## MATERIAL FOR THIS TASK

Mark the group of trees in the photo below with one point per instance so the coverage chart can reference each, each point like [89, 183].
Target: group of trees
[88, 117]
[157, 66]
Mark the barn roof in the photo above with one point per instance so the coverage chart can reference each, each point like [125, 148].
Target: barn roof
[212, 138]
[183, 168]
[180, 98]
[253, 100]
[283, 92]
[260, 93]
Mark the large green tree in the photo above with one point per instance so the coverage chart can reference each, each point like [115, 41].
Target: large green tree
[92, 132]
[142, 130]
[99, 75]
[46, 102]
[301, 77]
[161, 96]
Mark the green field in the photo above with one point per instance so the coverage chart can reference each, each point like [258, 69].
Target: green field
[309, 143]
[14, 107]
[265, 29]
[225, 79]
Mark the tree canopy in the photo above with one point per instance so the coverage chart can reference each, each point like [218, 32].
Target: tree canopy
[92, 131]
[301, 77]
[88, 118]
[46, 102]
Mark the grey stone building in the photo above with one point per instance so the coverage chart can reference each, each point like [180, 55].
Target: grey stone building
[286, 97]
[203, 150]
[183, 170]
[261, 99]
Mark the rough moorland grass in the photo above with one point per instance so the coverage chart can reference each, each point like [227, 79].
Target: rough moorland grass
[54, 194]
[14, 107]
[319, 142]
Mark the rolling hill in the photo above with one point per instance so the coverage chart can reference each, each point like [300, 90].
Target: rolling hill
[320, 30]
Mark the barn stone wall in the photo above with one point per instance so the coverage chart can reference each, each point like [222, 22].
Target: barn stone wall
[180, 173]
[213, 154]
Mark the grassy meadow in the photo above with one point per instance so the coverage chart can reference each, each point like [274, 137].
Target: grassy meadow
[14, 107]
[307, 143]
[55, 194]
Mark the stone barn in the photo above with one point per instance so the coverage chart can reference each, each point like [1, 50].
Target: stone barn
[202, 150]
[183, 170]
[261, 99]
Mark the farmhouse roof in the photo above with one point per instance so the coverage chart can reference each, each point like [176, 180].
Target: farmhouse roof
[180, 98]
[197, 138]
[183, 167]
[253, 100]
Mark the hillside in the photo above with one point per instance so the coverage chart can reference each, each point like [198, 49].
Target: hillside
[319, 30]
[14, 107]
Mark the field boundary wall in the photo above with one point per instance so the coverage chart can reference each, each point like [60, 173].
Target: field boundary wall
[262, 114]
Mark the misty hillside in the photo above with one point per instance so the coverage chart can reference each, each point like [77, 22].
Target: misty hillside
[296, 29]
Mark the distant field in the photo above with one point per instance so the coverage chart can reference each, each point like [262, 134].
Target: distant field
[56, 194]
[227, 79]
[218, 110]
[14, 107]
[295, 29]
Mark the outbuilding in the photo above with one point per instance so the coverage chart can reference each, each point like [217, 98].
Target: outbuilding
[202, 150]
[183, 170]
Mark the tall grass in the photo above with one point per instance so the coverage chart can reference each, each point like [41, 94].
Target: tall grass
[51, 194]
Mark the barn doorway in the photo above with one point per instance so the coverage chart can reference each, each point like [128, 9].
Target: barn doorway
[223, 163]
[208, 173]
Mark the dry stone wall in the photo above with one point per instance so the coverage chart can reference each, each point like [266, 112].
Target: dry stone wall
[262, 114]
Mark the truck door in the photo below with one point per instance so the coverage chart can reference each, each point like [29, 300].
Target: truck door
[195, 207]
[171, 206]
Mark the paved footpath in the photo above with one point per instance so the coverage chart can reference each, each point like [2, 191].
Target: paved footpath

## SHORT EXERCISE
Extract every line of the listing above verbatim, from the first to the last, in the original order and without adding or omitting anything.

## FINAL RESULT
Mark the group of trees in the photo below with one point per instance so the coverage chart can reference each, each point like [89, 183].
Target: group of trees
[88, 117]
[157, 66]
Mark the barn roof in the photo above with one point per instance so the coverage chart can reference each, each point like [125, 148].
Target: barn roof
[212, 138]
[183, 168]
[180, 98]
[253, 100]
[283, 92]
[260, 93]
Mark the large green tree in the photo above with one point per instance so the coverage chart can reference each, each point like [115, 41].
Target: large green tree
[92, 132]
[142, 130]
[99, 75]
[46, 102]
[301, 77]
[161, 96]
Mark the green field in the photo above with one point per instance so the coverage chart can reference each, each point like [258, 69].
Target: green field
[309, 143]
[14, 107]
[265, 29]
[225, 79]
Mark the tree canopy in the photo above with one point per instance so the coverage chart can reference each, each point like [218, 32].
Target: tree canopy
[92, 131]
[301, 77]
[88, 118]
[46, 102]
Mark the grey stone building in the photo above with one point per instance so the coverage chart can reference each, each point like [180, 55].
Target: grey stone building
[286, 97]
[203, 150]
[183, 170]
[261, 99]
Mark the rough moorland grass in the photo above with one point per instance so the coverage chart can reference each, each point like [227, 79].
Target: rough moorland grass
[54, 194]
[14, 107]
[319, 142]
Mark the rolling hill in the photo above with one point per instance so the coverage chart can reference each, each point like [300, 90].
Target: rolling hill
[320, 30]
Mark the barn stone wall in the photo above with one point per instance so the coverage chart can reference each, each point like [222, 22].
Target: barn stone wall
[180, 173]
[213, 154]
Mark the grassy meadow in the photo above with one point per instance so the coverage chart can reference each, each point like [274, 137].
Target: grassy meadow
[14, 107]
[307, 143]
[55, 194]
Mark the stone barn in the photo above with one point per instance so the coverage chart can reference each, each point like [1, 50].
Target: stone barn
[202, 150]
[183, 170]
[261, 99]
Mark the farmhouse roof in the photo above with one point per instance so the coverage chart can reference each, each point like [176, 180].
Target: farmhouse roof
[180, 98]
[197, 138]
[183, 167]
[253, 100]
Mark the hillside in the photo above with one point per instance so the coverage chart can reference each, each point like [198, 49].
Target: hillside
[319, 30]
[14, 107]
Mark the field boundary wall in the photo above with one point per instance so the coverage chart can reference each, each point like [60, 173].
Target: field boundary wall
[262, 114]
Mark the misty hillside in the photo above with one point per instance so the coverage chart can reference each, each point like [77, 22].
Target: misty hillside
[296, 29]
Mark the distant field in the photo above with one point per instance so the coverage chart can reference each, each point like [262, 134].
Target: distant field
[56, 194]
[227, 79]
[218, 110]
[14, 107]
[295, 29]
Mark the outbuilding in the photo above with one point per instance so the coverage chart can reference each, each point like [217, 98].
Target: outbuilding
[202, 150]
[183, 170]
Mark the tall grass in the photo above with one point per instance so the coverage chart can reference each, each point like [41, 94].
Target: tall grass
[51, 194]
Mark the barn doorway in the photo above with one point per instance so the coverage chart can reference each, each point like [128, 9].
Target: barn doorway
[223, 163]
[208, 173]
Mark the dry stone wall in the photo above with one point per instance so the coverage chart can reference each, each point like [266, 112].
Target: dry stone wall
[262, 114]
Mark the truck door in the photo below with one point per instance so the coverage chart can reference each, each point like [29, 300].
Target: truck door
[195, 207]
[171, 206]
Mark the paved footpath in the photo above with one point per instance so the coverage chart can reference each, each point like [2, 191].
Target: paved footpath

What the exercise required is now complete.